L’ étonnant motu Eden, où tout semble pousser
Mais ces arbres nourriciers ne sont pas les seules ressources qui poussent sur le sol calcaire de l’atoll. Une excursion d’un autre genre, sur le motu Ohina cette fois-ci, permet de comprendre jusqu’où l’homme peut repousser les limites géologiques, avec une bonne dose de travail et de savoir-faire. Jacob, agriculteur, nous accueille au ponton de ce motu dénommé île Eden et nous fait parcourir les plantations biologiques auxquelles il se consacre chaque jour. Sur notre droite les figues de barbarie, les tomates cerises, les framboises et les surprenantes cerises à trois noyaux. Un peu plus loin les plantations de salade côtoient celles de choux-fleurs, d’aubergines et de potirons. Nous ne savons plus où donner de la tête.
Aux pieds des feo, Un passé légendaire
Sur le motu Tuherahera, les paysages qui défilent sont soudain marqués par la présence d’étranges pitons rocheux. Ces feo, fragments de récifs soulevés, regroupés à la pointe de l’ancien village sont les vestiges d’un passé géologique tourmenté semblant tout droit sortis d’une autre contrée, lointaine et montagneuse. Pourtant leurs formes abruptes et leur sombre couleur appartiennent bel et bien au patrimoine naturel de Tikehau. Ces roches noires, ces « falaises » comme disent les habitants, contrastent fortement avec la finesse du sable blanc d’où elles semblent surgir. Un panorama particulier qui fait la spécificité de l’atoll. Une protection contre les fortes houles du Sud qui fut le théâtre de croyances fabuleuses bien avant l’évangélisation européenne, lorsque le dieu Tû était prié et craint dans tout l’archipel. La charmante Marie-Louise Maru nous dévoile sans réserves l’un des mystères des feo : la légende de la « Cloche de Hina », Te Oe a hina, qui lui fut transmise par Toari Haoa. « Aux temps anciens Tikehau qui n’avait pas de reine possédait cependant une jeune fille prénommée Hina. Elle n’était pas de sang royal, mais elle respectait la nature à tel point que tous les habitants la respectaient en retour et lui prétendaient de supposés pouvoirs. Lorsqu’elle voulait se baigner dans la vasque située aux pieds des feo, elle avertissait son père qui frappait un grand coup sur les édifices rocheux en forme de cloche. Le signal qui résonnait sur tout l’atoll alertait alors la population qui ne devait pas se rendre au village, Hina étant sur le point de se baigner. En frappant deux coups sur la fameuse cloche, la mer remplissait la vasque et la jeune fille se baigner enfin. Trois coups signifiaient à la population qu’elle pouvait de nouveau circuler au village, la baignade de Hina étant terminée ». Cette légende dont il existe plusieurs versions lie l’histoire de Tikehau à ses roches et à sa terre.

* **DONNÉES FOURNIES**
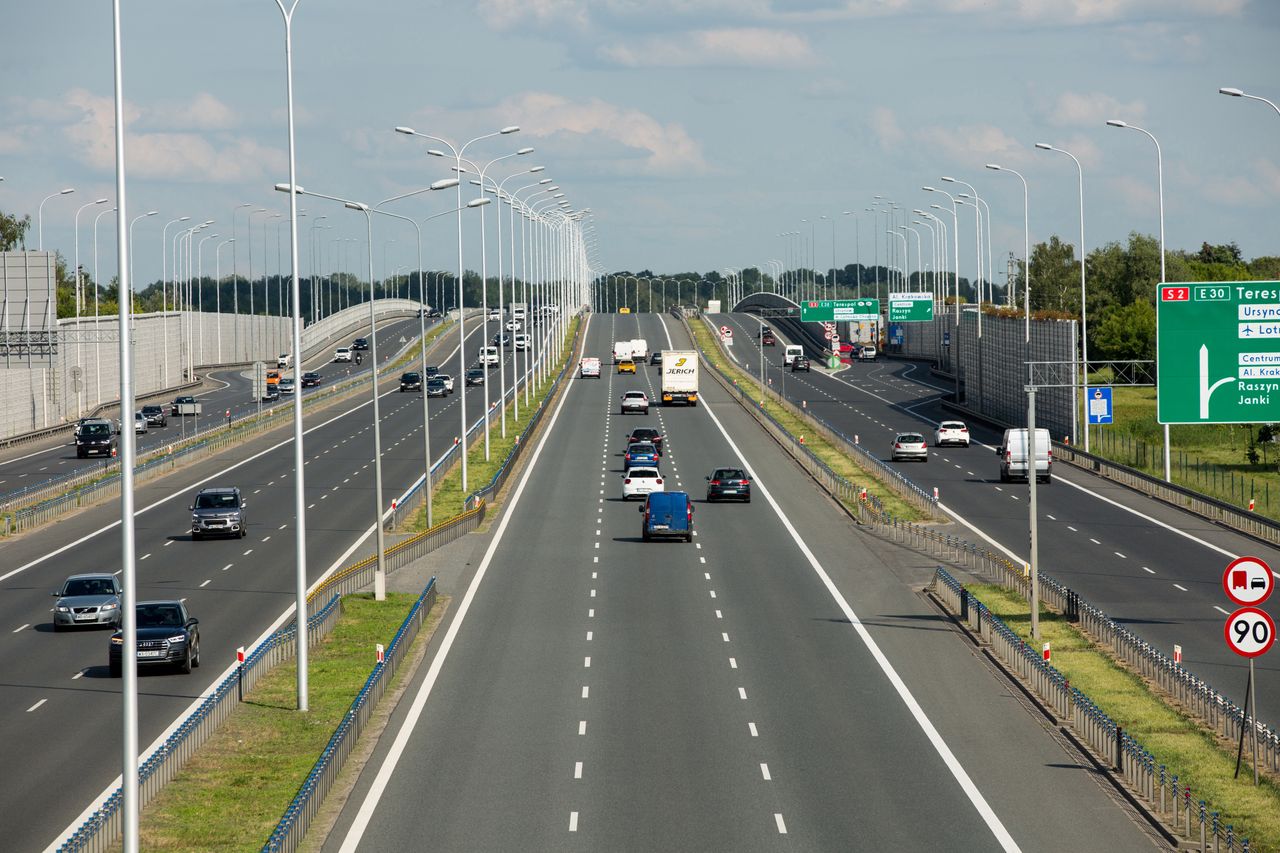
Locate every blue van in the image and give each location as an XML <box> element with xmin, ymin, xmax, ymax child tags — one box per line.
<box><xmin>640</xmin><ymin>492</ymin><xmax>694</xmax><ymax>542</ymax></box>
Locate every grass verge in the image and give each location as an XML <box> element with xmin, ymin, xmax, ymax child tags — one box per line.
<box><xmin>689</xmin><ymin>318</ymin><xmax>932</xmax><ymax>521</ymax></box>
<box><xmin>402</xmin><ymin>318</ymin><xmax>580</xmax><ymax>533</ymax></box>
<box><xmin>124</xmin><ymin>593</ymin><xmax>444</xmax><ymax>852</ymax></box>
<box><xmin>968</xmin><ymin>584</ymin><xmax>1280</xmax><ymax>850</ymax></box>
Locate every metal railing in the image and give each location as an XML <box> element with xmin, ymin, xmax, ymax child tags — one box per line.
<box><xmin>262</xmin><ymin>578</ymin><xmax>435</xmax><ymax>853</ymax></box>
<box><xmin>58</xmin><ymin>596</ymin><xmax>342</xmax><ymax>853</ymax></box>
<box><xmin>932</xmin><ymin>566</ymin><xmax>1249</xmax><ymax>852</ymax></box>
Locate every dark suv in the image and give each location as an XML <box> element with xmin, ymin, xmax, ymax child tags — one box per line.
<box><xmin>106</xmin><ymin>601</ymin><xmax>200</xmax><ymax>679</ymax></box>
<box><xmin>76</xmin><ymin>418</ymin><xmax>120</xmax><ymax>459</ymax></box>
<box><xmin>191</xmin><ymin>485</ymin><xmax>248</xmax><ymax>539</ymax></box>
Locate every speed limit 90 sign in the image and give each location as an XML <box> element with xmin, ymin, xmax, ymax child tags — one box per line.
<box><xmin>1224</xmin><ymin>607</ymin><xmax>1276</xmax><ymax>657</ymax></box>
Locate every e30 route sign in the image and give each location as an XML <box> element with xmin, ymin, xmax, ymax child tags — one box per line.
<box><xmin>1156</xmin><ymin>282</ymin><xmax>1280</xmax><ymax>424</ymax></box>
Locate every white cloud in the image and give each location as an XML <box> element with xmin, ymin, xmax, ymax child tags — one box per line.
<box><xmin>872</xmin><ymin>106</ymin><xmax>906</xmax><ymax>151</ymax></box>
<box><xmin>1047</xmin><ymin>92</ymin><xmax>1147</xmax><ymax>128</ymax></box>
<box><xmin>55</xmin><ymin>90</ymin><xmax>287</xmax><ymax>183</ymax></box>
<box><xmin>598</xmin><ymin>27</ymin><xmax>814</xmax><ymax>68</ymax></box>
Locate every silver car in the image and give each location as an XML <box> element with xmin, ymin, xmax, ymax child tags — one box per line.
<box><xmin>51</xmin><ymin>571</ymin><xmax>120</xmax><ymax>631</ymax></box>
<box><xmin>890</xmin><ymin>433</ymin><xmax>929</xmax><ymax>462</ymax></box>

* **CONSIGNES**
1/ Recopiez le passage du texte sur Tikehau qui commence par les mots « L’ étonnant motu » et se termine par « de la tête. ».
2/ D’après le texte sur Tikehau, qu’annonçaient trois coups frappés sur la cloche dans la légende de Hina ?

* **RÉPONSES**
1/
L’ étonnant motu Eden, où tout semble pousser
Mais ces arbres nourriciers ne sont pas les seules ressources qui poussent sur le sol calcaire de l’atoll. Une excursion d’un autre genre, sur le motu Ohina cette fois-ci, permet de comprendre jusqu’où l’homme peut repousser les limites géologiques, avec une bonne dose de travail et de savoir-faire. Jacob, agriculteur, nous accueille au ponton de ce motu dénommé île Eden et nous fait parcourir les plantations biologiques auxquelles il se consacre chaque jour. Sur notre droite les figues de barbarie, les tomates cerises, les framboises et les surprenantes cerises à trois noyaux. Un peu plus loin les plantations de salade côtoient celles de choux-fleurs, d’aubergines et de potirons. Nous ne savons plus où donner de la tête.

2/ Ils annonçaient aux habitants qu’ils pouvaient de nouveau circuler au village, parce que la baignade de Hina était terminée.